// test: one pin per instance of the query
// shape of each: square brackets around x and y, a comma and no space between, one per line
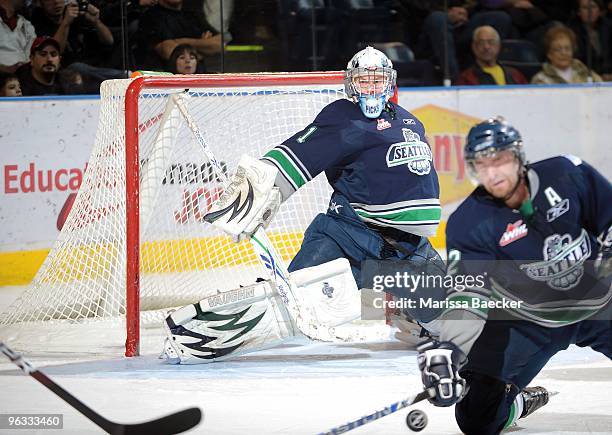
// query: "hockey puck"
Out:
[416,420]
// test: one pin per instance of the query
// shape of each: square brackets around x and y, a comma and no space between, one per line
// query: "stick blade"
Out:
[170,424]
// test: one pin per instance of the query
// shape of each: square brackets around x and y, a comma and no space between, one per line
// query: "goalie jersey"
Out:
[383,166]
[541,266]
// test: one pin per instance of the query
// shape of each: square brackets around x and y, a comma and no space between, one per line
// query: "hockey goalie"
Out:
[385,203]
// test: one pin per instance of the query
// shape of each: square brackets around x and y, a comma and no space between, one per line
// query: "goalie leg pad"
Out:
[329,292]
[228,324]
[250,200]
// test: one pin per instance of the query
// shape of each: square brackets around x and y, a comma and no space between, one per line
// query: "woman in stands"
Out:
[562,67]
[183,60]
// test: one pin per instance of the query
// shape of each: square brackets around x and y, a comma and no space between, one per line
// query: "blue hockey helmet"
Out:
[369,80]
[491,136]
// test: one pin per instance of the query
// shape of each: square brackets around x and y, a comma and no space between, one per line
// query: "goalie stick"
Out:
[169,424]
[425,394]
[264,250]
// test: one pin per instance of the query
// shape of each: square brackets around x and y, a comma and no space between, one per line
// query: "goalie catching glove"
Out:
[249,201]
[439,363]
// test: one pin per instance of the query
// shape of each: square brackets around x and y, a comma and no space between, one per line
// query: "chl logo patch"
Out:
[513,232]
[557,210]
[382,124]
[562,267]
[327,290]
[414,153]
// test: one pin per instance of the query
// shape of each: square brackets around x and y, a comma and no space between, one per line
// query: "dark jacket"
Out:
[602,61]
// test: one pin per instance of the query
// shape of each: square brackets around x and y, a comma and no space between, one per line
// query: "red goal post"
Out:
[134,244]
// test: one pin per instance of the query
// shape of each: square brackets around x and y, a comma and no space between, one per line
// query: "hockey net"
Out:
[135,244]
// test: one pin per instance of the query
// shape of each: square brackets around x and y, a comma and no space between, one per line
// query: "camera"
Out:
[83,5]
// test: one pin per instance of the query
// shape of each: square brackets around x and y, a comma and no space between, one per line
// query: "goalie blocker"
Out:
[254,317]
[250,201]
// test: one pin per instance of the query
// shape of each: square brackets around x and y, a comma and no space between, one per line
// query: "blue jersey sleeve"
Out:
[324,143]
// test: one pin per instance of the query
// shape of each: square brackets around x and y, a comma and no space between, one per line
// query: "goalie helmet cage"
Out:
[134,244]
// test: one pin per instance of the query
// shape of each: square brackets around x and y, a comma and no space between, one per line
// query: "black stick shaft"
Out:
[170,424]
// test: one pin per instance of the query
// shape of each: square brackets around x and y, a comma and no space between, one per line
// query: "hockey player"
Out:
[541,235]
[385,200]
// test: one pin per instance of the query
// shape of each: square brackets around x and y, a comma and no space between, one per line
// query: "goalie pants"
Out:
[507,356]
[340,233]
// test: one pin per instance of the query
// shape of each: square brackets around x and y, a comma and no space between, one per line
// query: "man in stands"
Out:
[40,77]
[487,71]
[85,41]
[166,25]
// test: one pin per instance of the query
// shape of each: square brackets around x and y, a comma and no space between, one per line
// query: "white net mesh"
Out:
[182,259]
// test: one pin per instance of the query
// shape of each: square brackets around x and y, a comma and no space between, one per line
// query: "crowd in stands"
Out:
[70,46]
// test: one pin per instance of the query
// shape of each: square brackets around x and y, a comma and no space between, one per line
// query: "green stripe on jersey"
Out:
[411,215]
[291,170]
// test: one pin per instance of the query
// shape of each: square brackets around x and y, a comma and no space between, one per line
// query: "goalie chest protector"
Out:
[545,260]
[384,166]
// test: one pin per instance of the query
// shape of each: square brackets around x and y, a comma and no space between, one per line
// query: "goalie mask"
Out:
[490,137]
[369,80]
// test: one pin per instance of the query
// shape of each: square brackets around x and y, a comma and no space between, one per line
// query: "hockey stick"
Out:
[170,424]
[425,394]
[264,250]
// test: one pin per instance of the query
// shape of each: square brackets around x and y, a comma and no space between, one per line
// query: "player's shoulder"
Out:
[474,208]
[566,162]
[407,117]
[338,111]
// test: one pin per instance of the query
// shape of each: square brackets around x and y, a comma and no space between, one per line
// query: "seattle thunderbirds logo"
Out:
[413,152]
[562,267]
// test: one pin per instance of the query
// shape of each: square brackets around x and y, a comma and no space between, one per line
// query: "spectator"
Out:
[16,37]
[39,78]
[593,32]
[84,39]
[560,44]
[166,25]
[212,12]
[183,60]
[486,70]
[460,26]
[9,86]
[525,16]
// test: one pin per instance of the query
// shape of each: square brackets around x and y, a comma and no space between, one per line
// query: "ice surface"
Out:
[298,388]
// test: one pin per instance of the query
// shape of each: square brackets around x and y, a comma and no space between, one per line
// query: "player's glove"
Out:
[439,364]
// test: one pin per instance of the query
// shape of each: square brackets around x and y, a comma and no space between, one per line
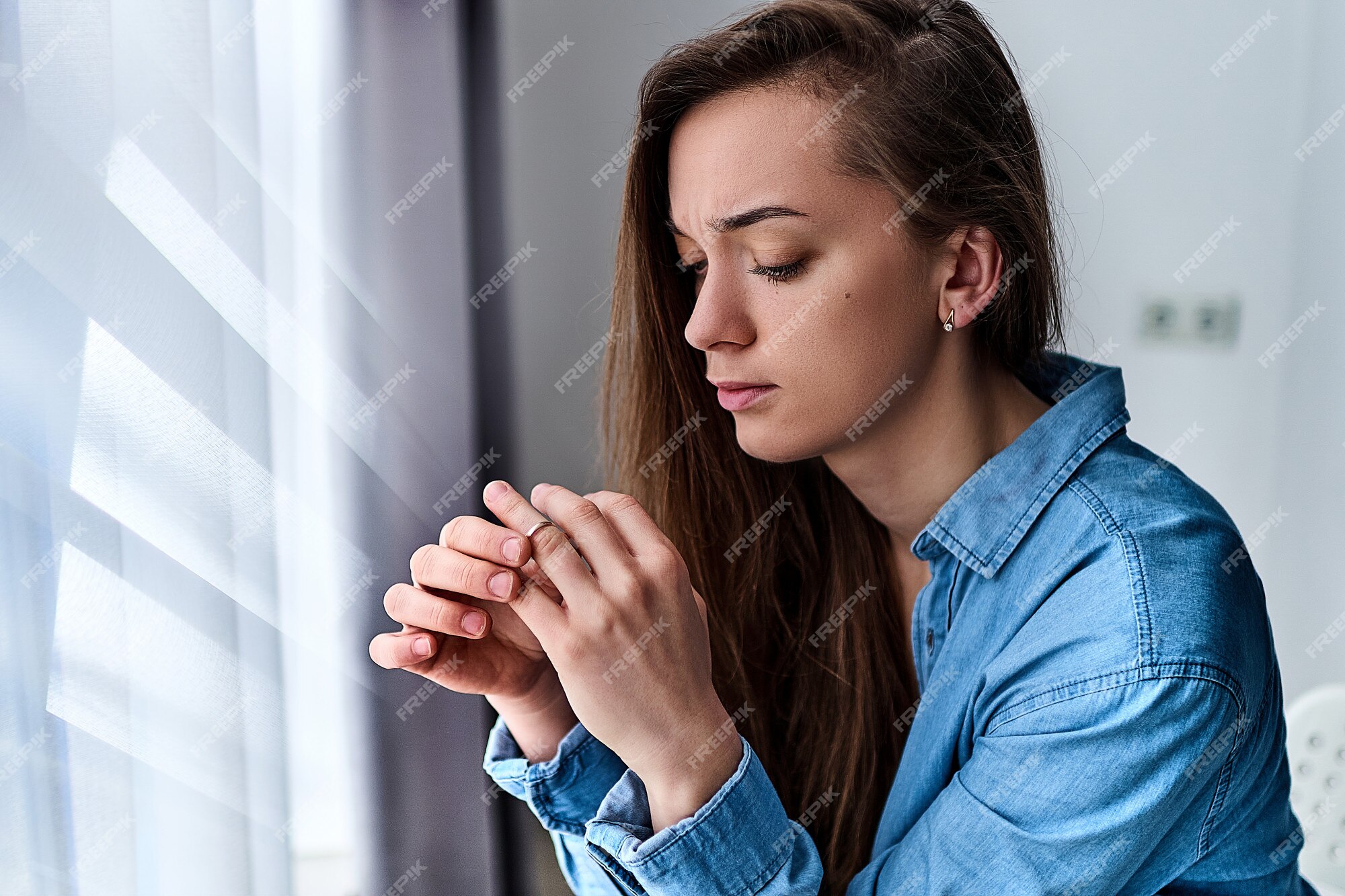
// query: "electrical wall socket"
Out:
[1211,319]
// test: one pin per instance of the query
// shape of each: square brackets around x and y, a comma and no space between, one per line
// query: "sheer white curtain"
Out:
[185,589]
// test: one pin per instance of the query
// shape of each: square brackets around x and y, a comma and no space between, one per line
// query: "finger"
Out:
[533,573]
[397,650]
[482,538]
[414,607]
[586,525]
[450,569]
[631,521]
[553,552]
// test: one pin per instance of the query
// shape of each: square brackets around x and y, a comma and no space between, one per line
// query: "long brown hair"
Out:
[938,103]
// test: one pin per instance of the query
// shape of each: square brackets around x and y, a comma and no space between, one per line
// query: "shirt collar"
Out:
[991,513]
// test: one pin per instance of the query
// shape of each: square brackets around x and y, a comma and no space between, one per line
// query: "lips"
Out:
[739,396]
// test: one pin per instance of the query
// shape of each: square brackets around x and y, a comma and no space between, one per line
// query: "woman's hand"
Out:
[461,631]
[630,643]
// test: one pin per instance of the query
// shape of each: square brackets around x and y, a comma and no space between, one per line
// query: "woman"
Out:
[966,635]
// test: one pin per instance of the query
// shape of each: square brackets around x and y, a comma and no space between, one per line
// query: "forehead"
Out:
[743,150]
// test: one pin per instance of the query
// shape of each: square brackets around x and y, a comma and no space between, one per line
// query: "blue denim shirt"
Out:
[1101,704]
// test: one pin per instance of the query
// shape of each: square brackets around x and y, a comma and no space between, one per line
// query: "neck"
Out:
[933,438]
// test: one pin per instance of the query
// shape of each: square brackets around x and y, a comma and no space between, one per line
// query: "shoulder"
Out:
[1143,571]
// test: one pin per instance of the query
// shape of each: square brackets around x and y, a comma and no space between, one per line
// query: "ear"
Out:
[976,280]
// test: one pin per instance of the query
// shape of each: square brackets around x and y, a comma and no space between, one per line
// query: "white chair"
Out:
[1316,743]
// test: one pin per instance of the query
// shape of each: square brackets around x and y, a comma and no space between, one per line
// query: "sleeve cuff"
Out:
[566,790]
[734,844]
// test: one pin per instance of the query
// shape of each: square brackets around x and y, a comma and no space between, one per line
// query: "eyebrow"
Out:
[743,218]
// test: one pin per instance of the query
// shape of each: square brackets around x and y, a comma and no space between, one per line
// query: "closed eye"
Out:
[777,274]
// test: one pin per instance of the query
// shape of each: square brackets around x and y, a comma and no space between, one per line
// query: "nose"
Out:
[720,315]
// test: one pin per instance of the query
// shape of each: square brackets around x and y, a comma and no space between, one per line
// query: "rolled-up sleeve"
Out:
[742,841]
[1067,792]
[564,792]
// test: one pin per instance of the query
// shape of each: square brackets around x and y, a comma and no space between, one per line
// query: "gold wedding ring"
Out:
[539,525]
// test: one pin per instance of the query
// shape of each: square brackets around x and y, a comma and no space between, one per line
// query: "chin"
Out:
[777,444]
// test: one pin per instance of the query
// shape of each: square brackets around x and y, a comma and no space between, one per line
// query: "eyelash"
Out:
[775,274]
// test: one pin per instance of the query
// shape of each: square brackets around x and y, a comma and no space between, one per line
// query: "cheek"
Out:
[841,358]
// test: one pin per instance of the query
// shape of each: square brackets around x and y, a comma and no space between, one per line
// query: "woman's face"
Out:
[808,294]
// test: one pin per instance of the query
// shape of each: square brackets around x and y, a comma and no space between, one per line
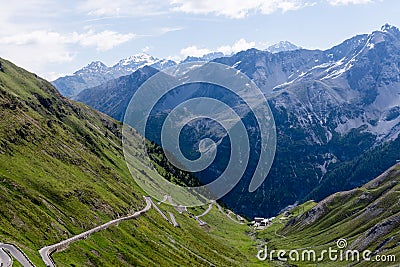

:::::

# [WORK ORDER]
Count the lines in the listing where the string "goalie" appears. Answer with the number only.

# [ANSWER BOX]
10